Step 4: Sanctions and PEP screening
Before proceeding, James screens John against:
- DFAT Consolidated List (Australian and UN sanctions): no match
- PEP assessment: John is determined not to be a politically exposed person (foreign or domestic) based on information collected and publicly available information.
Screening recorded: screened by James Kowalski, 10 March 2026. Result: no match. Record retained in the CDD file for John Chen.
Step 5: Risk rating
Overall risk rating: LOW
Rationale: Local Brisbane buyer, financed purchase, standard identity document (QLD driver's licence), met in person, no suspicious indicators, no PEP or sanctions flags.
No enhanced CDD required. Standard ongoing monitoring applies.
Section 4: Staff training
Initial training delivered: 15 March 2026
Delivered by: Sarah Mitchell (Principal / Compliance Officer)
Format: One-hour briefing session covering:
- What the AML/CTF Act requires and why real estate is now regulated
- What a designated service is - and that property management is not one
- CDD procedure - what to collect, how to verify, when to ask more questions
- How to identify red flags and suspicious activity
- How to escalate concerns to Sarah
- SMR and TTR procedures - including the tipping-off offence (it is a criminal offence to tell a client an SMR has been filed)
- Record-keeping requirements - what to retain and for how long
- Consequences of non-compliance for the agency and for individuals
Staff trained:
- James Kowalski (sales agent) - attended 15 March 2026
- Priya Nair (sales agent) - attended 15 March 2026
- Bec Huang (admin) - attended 15 March 2026
Tom Ferreira (property manager) was not included - he does not perform AML-relevant duties.
Training records: Attendance sheet signed by each participant, retained in the agency's AML/CTF program file.
Annual refresher: Scheduled for March 2027. Sarah will update content to reflect any regulatory or program changes since the initial session.
Section 5: Ongoing monitoring and reporting
Weekly compliance review
Each Monday morning, Sarah reviews:
- CDD files completed by agents in the previous week
- Any screening results not yet signed off
- Any open client matters where CDD has not been completed
This review typically takes 20-30 minutes for a five-person agency.
Sanctions list monitoring
The agency uses AML Simple's automated alert system to be notified when the DFAT Consolidated List is updated. When an update occurs, all active clients are re-screened before the next transaction with that client.
Suspicious matter escalation procedure
If an agent identifies a potential red flag (for example, a client refuses to provide ID, requests deposit payment to an unrelated third party, or makes a cash offer with no apparent source of funds), the agent:
- Does not confront the client
- Immediately escalates to Sarah by phone or in person
- Documents the concern in the client's file
Sarah then assesses the matter and, if she has reasonable grounds for suspicion, lodges an SMR with AUSTRAC:
- Terrorism financing suspicion: SMR must be lodged within 24 hours
- Money laundering or other: SMR must be lodged within 3 business days
The tipping-off offence means the agency must not disclose to the client that an SMR has been or may be filed. This applies to everyone at the agency - not just Sarah.

[Data entries]
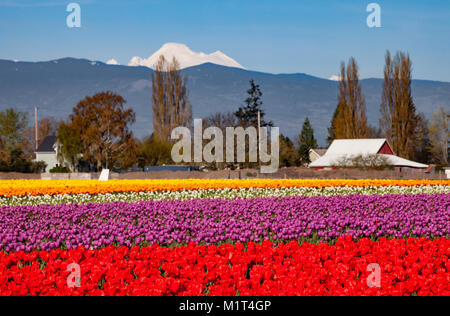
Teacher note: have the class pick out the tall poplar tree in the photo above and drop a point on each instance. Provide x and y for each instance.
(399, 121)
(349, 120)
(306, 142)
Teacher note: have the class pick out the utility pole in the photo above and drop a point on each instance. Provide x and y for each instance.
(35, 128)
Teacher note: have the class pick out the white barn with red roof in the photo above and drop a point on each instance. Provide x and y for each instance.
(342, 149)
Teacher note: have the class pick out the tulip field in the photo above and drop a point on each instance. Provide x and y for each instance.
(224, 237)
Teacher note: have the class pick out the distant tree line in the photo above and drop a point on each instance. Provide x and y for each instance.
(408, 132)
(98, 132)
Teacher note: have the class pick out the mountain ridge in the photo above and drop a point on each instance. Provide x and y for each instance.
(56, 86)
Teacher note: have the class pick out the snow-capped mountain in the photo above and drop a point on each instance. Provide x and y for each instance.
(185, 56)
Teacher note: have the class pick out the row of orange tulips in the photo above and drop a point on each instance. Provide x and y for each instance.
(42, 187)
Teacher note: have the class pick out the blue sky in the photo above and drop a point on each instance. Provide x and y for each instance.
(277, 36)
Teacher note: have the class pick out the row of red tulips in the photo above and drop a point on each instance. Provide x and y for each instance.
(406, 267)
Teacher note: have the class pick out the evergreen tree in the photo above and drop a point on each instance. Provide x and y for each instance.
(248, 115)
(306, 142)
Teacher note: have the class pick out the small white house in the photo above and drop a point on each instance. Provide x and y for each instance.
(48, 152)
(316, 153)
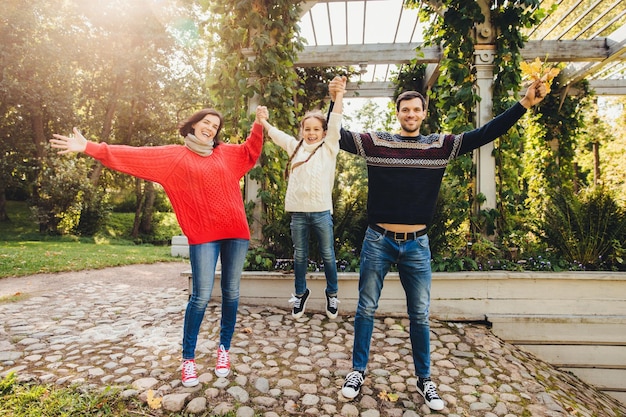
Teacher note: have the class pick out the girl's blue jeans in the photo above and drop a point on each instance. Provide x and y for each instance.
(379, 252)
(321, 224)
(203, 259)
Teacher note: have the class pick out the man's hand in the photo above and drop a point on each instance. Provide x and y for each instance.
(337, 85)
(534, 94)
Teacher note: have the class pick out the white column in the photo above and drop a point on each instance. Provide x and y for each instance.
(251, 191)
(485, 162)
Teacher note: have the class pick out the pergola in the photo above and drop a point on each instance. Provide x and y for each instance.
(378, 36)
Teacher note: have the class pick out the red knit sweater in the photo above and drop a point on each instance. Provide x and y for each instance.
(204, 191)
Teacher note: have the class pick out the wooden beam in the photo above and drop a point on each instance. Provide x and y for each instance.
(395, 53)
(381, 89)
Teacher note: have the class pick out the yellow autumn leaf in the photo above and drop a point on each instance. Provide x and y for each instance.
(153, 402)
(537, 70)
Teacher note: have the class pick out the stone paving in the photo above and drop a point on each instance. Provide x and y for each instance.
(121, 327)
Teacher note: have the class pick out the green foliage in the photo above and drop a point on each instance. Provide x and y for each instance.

Set exercise 1: Extract the passage from the compliance program excerpt, starting with "No enhanced CDD" and going on through "has been filed)".
Set exercise 2:
Answer these questions using the compliance program excerpt:
(a) What overall risk rating was given to John Chen?
(b) Who delivered the initial staff training?
(c) Within what time must an SMR be lodged for a terrorism financing suspicion?
Set exercise 3: Proceed with the compliance program excerpt, writing on from its last sentence.
The data entries are material separate from the compliance program excerpt.

Task answer 1:
No enhanced CDD required. Standard ongoing monitoring applies.
Section 4: Staff training
Initial training delivered: 15 March 2026
Delivered by: Sarah Mitchell (Principal / Compliance Officer)
Format: One-hour briefing session covering:
- What the AML/CTF Act requires and why real estate is now regulated
- What a designated service is - and that property management is not one
- CDD procedure - what to collect, how to verify, when to ask more questions
- How to identify red flags and suspicious activity
- How to escalate concerns to Sarah
- SMR and TTR procedures - including the tipping-off offence (it is a criminal offence to tell a client an SMR has been filed)

Task answer 2:
(a) LOW
(b) Sarah Mitchell (Principal / Compliance Officer)
(c) Within 24 hours

Task answer 3:
Threshold Transaction Reports (TTRs)
Cash transactions of A$10,000 or more (or foreign currency equivalent) must be reported to AUSTRAC within 10 business days. Coastal Property has not received any cash at this threshold. If they did, Sarah would file a TTR via AUSTRAC Online.
Annual Compliance Report
The first Annual Compliance Report covers 1 July to 31 December 2026. It must be lodged with AUSTRAC by 31 March 2027. Sarah has set a calendar reminder for 15 January 2027 to begin preparing the report.
What this example shows you
A completed AML/CTF program for a small residential agency is not as complicated as it might sound. The core of it is:
- A documented risk assessment that reflects your agency's actual client base and operating model
- A compliance officer with genuine authority and clear responsibilities
- A CDD checklist your agents can follow for every client
- A training session that happened before July 2026, with records kept
- A weekly review habit and a clear escalation path for anything suspicious
The AUSTRAC Program Starter Kit gives you pre-populated Word documents to start from. AML Simple walks you through the same content in a structured workflow - and keeps your records, screening results, and audit trail in one place.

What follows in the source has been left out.